== Selection ==
Moreover, \(\mathrm{Re}\,\omega (x,z)\ge c(z)>0\) for \(\mathrm{Im}\,z\ne 0\), so that we have a stronger estimate

$$\begin{aligned} \Big | \frac{a (y, z)}{a (x, z)}\Big | \le e^{-c(z) (y-x)}, \quad y\ge x, \quad c(z)>0, \quad \mathrm{Im}\,z\ne 0. \end{aligned}$$

(2.13)

2.2 Multiplicative substitution

Instead of a solution \( \theta (x ,z)\) of Eq. (2.1), we introduce a function

$$\begin{aligned} u (x ,z)= a(x ,z)^{-1} \theta (x ,z). \end{aligned}$$

(2.14)

Lemma 2.3

Let r(x, z) be given by formula (2.10). Then Eq. (2.1) for \( \theta (x ,z)\) is equivalent to the equation

$$\begin{aligned} ( p (x) u '(x, z ) )'- 2 \omega (x ,z) p (x) u '(x, z ) = r (x ,z) u (x, z ) \end{aligned}$$

(2.15)

for the function (2.14).

Proof

A direct differentiation of the relation \(\theta = a u\) shows that

$$\begin{aligned} (p\theta ' )'= (p a' u)'+ (p a u')' = (p a' )' u + (p u' )' a -2 \omega pa u' \end{aligned}$$

where we have taken (2.5) into account. It follows that

$$\begin{aligned} -(p\theta ' )' + (q-z)\theta = \big (-(pa' )' + (q-z)a \big ) u + \big (-(pu' )' + 2 \omega p u' \big ) a. \end{aligned}$$

Since the first term on the right equals rau, we see that

$$\begin{aligned} -(p\theta ' )' + (q-z)\theta = \big (-(pu' )' + 2 \omega p u' + ru\big ) a. \end{aligned}$$

Thus Eq. (2.1) for \(\theta \) and (2.15) coincide. \(\square \)

Next, we reduce differential equation (2.15) to an integral equation.

Lemma 2.4

Let \(z\in \Pi \), and let u(x, z) be a solution of differential equation (2.15) such that

$$\begin{aligned} \lim _{x\rightarrow \infty }u (x, z ) =1. \end{aligned}$$

(2.16)

== Exercises ==
[1] Return the stretch of the multiplicative substitution excerpt from "where we have" through "coincide. \(\square \)".
[2] In the multiplicative substitution excerpt, what does the proof of Lemma 2.3 start from?
[3] Please continue the multiplicative substitution excerpt from the point where it stops.
These lines have no connection to the multiplicative substitution excerpt.

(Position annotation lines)
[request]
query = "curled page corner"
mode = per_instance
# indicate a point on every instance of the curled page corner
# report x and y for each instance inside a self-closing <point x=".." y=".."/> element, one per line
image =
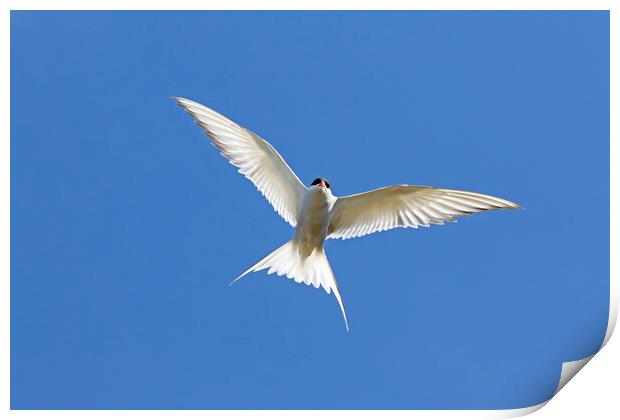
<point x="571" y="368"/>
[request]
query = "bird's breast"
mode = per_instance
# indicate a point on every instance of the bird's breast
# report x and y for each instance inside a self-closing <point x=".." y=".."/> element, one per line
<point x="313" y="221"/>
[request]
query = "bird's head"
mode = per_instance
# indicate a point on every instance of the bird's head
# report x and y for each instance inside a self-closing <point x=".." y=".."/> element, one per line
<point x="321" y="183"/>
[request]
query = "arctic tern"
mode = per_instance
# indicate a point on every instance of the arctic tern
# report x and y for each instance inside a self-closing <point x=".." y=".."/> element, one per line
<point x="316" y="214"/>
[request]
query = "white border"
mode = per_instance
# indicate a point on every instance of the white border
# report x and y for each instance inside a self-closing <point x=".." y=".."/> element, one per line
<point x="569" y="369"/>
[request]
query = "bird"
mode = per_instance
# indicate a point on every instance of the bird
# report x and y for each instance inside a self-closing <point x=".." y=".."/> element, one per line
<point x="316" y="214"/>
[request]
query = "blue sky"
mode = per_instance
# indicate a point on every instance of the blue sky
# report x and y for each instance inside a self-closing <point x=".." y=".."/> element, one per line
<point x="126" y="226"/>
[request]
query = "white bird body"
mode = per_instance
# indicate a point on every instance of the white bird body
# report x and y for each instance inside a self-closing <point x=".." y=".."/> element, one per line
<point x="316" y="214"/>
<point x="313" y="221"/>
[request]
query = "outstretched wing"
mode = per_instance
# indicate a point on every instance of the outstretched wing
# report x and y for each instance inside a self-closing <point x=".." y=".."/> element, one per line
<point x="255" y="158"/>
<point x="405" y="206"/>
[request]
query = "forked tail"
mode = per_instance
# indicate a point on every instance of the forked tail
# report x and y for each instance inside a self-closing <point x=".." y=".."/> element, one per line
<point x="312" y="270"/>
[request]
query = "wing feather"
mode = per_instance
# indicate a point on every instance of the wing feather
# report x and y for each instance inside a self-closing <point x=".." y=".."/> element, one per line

== Answers for the tasks ==
[1]
where we have taken (2.5) into account. It follows that

$$\begin{aligned} -(p\theta ' )' + (q-z)\theta = \big (-(pa' )' + (q-z)a \big ) u + \big (-(pu' )' + 2 \omega p u' \big ) a. \end{aligned}$$

Since the first term on the right equals rau, we see that

$$\begin{aligned} -(p\theta ' )' + (q-z)\theta = \big (-(pu' )' + 2 \omega p u' + ru\big ) a. \end{aligned}$$

Thus Eq. (2.1) for \(\theta \) and (2.15) coincide. \(\square \)

[2] A direct differentiation of the relation θ = au.

[3]
Then

$$\begin{aligned} u(x, z )= 1 + \int _{x}^\infty G (x,y,z) r (y, z )u (y, z ) \mathrm{d}y \end{aligned}$$

(2.17)

where

$$\begin{aligned} G (x,y,z)= a (y,z)^2 \int _{x}^y p(s)^{-1} a (s,z)^{-2} \mathrm{d}s. \end{aligned}$$

(2.18)

Proof

Set

$$\begin{aligned} v(x, z )=p(x) u '(x, z ) \quad \mathrm{and} \quad \rho (x, z ) = r (x ,z) u (x, z ). \end{aligned}$$

(2.19)

Then (2.15) yields a differential equation

$$\begin{aligned} v '(x, z ) - 2 \omega (x ,z) v(x, z ) = \rho (x ,z) \end{aligned}$$

of first order for the function v(x, z). In view of (2.5), its solution is given by the equality

$$\begin{aligned} v(x, z )= - a(x,z)^{-2} \Big (\int _{x} ^\infty a(y,z)^2 \rho (y, z ) \mathrm{d}y +c\Big ) \end{aligned}$$

where we have to choose \(c=0\) because \(a(x,z)^{-2}\) exponentially grows as \(x\rightarrow \infty \). Therefore the function u(x, z) satisfying (2.16) and (2.19) can be recovered by the formula

$$\begin{aligned}&u(x, z )=1 -\int _{x}^\infty p(s)^{-1} v(s, z ) \mathrm{d}s=1\\&\quad + \int _{x}^\infty p(s)^{-1} a (s,z)^{-2} \Big (\int _{s} ^\infty a (y,z)^2 \rho (y, z ) \mathrm{d}y \Big ) \mathrm{d}s. \end{aligned}$$

By virtue of (2.13), Fubini’s theorem allows us to interchange the order of integrations here. This yields Eq. (2.17). \(\square \)

2.3 Integral equation

The following assertion plays the crucial role in the analysis of Eq. (2.17) as z approaches the half-axis \((0,\infty )\) (the continuous spectrum of H).

Lemma 2.5

For \(z\in {{\,\mathrm{clos}\,}}\Pi {\setminus }\{0\}\) and \(y\ge x\ge x_{1} (z)\), kernel (2.18) is uniformly bounded:

$$\begin{aligned} | G (x,y,z) |\le C<\infty . \end{aligned}$$

(2.20)

Proof

Set \( \tau = (p \omega )^{-1}\). According to (2.8) and (2.9), we have

$$\begin{aligned} \tau \in L^\infty \quad \mathrm{and} \quad \tau ' \in L^1 \end{aligned}$$

(2.21)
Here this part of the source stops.